→ **Excerpted passage**:
+--

Last week, rare cheers were heard for a Supreme Court ruling. The High Court, in D.C. v. Heller, overturned the District of Columbia’s gun ban, upholding the Second Amendment.
But don’t miss another decision, handed down the very same day, dealing with the First Amendment. In Davis v. Federal Election Commission, the Court struck down the so-called “Millionaire’s Amendment” contained in the McCain-Feingold campaign finance law, thus upholding at least part of the First Amendment.
The 5-4 Court majority answered the question correctly: Yes, it is unconstitutional to jigger the system so that two candidates running for the same office might be operating under different limits — with one candidate able to gather individual donations three times larger than the other, and able to receive unlimited party transfers, while the other suffers under more stringent limits.
As Judge Samuel Alito wrote for the 5-4 majority: “We have never upheld the constitutionality of a law that imposes different contribution limits for candidates who are competing against each other . . .”
But Davis v. FEC is noteworthy not so much for its answer as for the light it shines on the hidden agendas inside today’s mess of politicized campaign regulation.
The facts are plain. Jack Davis, a wealthy Democrat, challenged Republican incumbent Congressman Thomas Reynolds for the congressional seat in New York’s 26th district in 2004 and 2006. In both races, Davis spent more than $350,000 of his own money and outspent the incumbent. Incidentally, both times he lost narrowly.
Under the Millionaire’s Amendment provision of the nightmarish McCain-Feingold law, a candidate who spends $350,000 of his own money, and, under a complicated formula, is spending $350,000 more than the other candidate, triggers a brand new scheme of contribution limits. These new limits allow the lesser-funded candidate to raise contributions that the candidate, who is largely or entirely self-financing, cannot.
Back in 1976, in Buckley v. Valeo, the High Court “soundly rejected” a limit on how much any one person can spend on his or her own campaign. The Buckley decision erred, however, in otherwise upholding a congressionally mandated contribution limit. By the Constitution, Congress has no authority to regulate speech; just read the First Amendment. And, to takes speech public, it takes money. Often, lots of it. But the Court reasoned that the “burdens” the donation limits imposed on First Amendment rights were justified by the important governmental interest in combating corruption and the appearance of corruption.

+--

[Excerpts from point-annotation data]
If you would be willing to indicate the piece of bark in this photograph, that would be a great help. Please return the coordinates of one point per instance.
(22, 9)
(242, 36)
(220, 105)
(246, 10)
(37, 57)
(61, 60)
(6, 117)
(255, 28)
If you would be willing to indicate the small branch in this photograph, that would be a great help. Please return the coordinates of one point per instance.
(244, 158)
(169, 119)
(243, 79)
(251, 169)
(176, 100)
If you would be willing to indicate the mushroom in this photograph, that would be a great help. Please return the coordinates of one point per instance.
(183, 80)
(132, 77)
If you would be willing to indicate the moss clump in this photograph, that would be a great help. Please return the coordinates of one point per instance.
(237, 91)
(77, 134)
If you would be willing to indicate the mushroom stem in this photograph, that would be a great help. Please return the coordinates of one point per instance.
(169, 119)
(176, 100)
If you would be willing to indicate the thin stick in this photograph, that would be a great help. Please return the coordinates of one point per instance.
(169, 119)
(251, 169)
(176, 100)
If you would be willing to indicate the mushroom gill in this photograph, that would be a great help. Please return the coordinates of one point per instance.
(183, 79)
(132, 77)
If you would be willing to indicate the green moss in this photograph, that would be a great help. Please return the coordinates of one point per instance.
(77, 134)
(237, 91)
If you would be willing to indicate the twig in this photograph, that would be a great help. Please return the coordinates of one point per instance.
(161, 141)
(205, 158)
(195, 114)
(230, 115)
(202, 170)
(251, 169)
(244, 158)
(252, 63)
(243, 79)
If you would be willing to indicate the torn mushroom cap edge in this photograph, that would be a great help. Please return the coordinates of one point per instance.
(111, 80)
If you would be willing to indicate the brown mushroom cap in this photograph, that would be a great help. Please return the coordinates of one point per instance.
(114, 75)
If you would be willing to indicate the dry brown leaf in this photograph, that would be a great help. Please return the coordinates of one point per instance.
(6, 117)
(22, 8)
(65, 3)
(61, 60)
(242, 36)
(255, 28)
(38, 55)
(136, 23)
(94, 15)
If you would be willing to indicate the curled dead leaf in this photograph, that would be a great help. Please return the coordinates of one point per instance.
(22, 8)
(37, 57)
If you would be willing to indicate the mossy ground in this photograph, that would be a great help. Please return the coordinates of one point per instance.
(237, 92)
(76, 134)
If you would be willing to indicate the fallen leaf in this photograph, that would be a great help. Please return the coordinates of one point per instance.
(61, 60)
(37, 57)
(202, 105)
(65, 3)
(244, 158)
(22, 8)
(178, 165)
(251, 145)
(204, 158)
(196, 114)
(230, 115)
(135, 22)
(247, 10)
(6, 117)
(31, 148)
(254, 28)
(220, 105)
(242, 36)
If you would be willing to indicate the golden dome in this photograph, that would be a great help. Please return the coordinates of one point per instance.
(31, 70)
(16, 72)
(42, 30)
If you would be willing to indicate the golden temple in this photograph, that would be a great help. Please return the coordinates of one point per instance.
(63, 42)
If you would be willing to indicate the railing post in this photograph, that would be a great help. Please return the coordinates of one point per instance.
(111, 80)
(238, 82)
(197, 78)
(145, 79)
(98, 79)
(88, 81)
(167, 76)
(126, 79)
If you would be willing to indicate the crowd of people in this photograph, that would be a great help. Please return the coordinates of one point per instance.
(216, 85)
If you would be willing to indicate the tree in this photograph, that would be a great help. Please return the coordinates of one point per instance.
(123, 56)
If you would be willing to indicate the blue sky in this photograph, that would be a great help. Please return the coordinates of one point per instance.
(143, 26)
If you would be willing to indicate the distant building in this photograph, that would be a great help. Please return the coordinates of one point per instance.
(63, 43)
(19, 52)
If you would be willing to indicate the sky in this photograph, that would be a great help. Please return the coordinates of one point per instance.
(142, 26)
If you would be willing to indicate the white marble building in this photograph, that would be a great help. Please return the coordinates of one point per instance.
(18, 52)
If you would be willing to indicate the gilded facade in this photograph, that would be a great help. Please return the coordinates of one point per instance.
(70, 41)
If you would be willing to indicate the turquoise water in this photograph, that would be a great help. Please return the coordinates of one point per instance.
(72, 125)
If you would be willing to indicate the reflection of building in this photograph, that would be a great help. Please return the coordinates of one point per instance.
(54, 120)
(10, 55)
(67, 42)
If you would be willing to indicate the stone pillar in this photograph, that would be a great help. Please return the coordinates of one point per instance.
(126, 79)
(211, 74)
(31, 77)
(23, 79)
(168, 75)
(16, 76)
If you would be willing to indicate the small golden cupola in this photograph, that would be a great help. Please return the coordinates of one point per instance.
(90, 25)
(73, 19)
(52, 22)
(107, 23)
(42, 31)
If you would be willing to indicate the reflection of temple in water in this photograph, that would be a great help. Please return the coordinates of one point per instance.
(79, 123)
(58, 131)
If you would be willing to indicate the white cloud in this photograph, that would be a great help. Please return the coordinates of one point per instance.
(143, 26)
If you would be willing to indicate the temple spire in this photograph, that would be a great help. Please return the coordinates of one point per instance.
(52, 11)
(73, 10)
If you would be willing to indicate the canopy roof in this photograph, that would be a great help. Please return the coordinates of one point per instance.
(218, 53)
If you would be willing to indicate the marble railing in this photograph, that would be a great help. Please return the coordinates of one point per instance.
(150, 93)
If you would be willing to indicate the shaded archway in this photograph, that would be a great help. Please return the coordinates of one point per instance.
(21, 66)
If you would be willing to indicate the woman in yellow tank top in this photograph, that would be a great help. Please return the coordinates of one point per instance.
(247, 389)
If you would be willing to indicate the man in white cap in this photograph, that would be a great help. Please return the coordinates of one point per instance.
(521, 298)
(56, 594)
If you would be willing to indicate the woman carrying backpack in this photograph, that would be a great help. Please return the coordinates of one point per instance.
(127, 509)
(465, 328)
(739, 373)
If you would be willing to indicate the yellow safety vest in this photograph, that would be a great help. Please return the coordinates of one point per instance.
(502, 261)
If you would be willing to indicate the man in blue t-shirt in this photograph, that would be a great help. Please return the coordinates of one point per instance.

+--

→ **Task statement**:
Pick up the commentary on Davis v. FEC after its final sentence and keep writing it. These records stand apart from the commentary on Davis v. FEC.

→ **Result of the exercise**:
Now, granted, combating corruption is good. The appearance of corruption? Subjective . . . and inevitable, given the lack of practical limits on busybodying by government in private affairs. So, it’s hardly a proper basis for lawmaking. But the alleged specific “interest” is less problematic than the implied sleight-of-hand conception of rights. The Bill of Rights was intended to draw a clear line over which government power could not reach, while the Court’s method of weighing First Amendment issues reduces it to a flimsy compact that can be abrogated by government at any time.
Imagine going to your car dealership and seeking repair of a part under warranty, only to be told that the mechanic is weighing your right under the warranty against their compelling business interest. That, in essence, is the conventional judicial wisdom.
Buckley allowed Congress’s nose inside the tent. Since then, incumbents in Congress have been regulating the speech of their political opponents. Take a step back and consider: Why was there a Millionaire’s Amendment?
Campaign finance laws have long worked to the advantage of incumbents. This provision was no different. Incumbents in Congress wanted to blunt one of the few threats they face: a well-financed opponent. Disclosure laws already make it risky for any citizen or interest group to contribute to a challenger. Congress sought to tamp down on a remaining source for real financial competition. It is telling that even self-financing multi-millionaire challengers have a hard time defeating entrenched incumbents.
That’s why it seemed almost laughable to read Justice John Paul Stevens dissent, where he wrote that Congress was “motivated by proper and weighty goals.” Stevens went on to argue that limits on the quantity of speech were not only constitutionally permissible, but warranted.
Stevens compared voters to judges, explaining that judges are able to limit the time for argument in a case and the page length of legal briefs. He argued this allowed for greater deliberation. “It seems to me that Congress is entitled to make the judgment that voters deserve the same courtesy and the same opportunity to reflect as judges,” he wrote, “flooding the airwaves with slogans and sound-bites may well do more to obscure the issues than to enlighten listeners.”
Stevens and the speech-police style reformers first argued that there was too much money in politics. Now their true position emerges: There is too much speech.
Our problem, of course, is the very opposite of too much speech. It's too much government. And the way to start peeling back government is to enforce, once again, our basic rights, our rights as individuals.
The individual has an inalienable right to defend himself, and thus to keep, and if necessary, bear arms. Last week’s 5-4 Court ruling merely acknowledged that the prose of the Second Amendment addresses this right. And so must government.
Likewise, the individual has an inalienable right to speak out — especially politically. This can hardly co-exist with a Congress (made up of career politicians) micro-managing the finance rules for themselves and their opponents’ campaigns.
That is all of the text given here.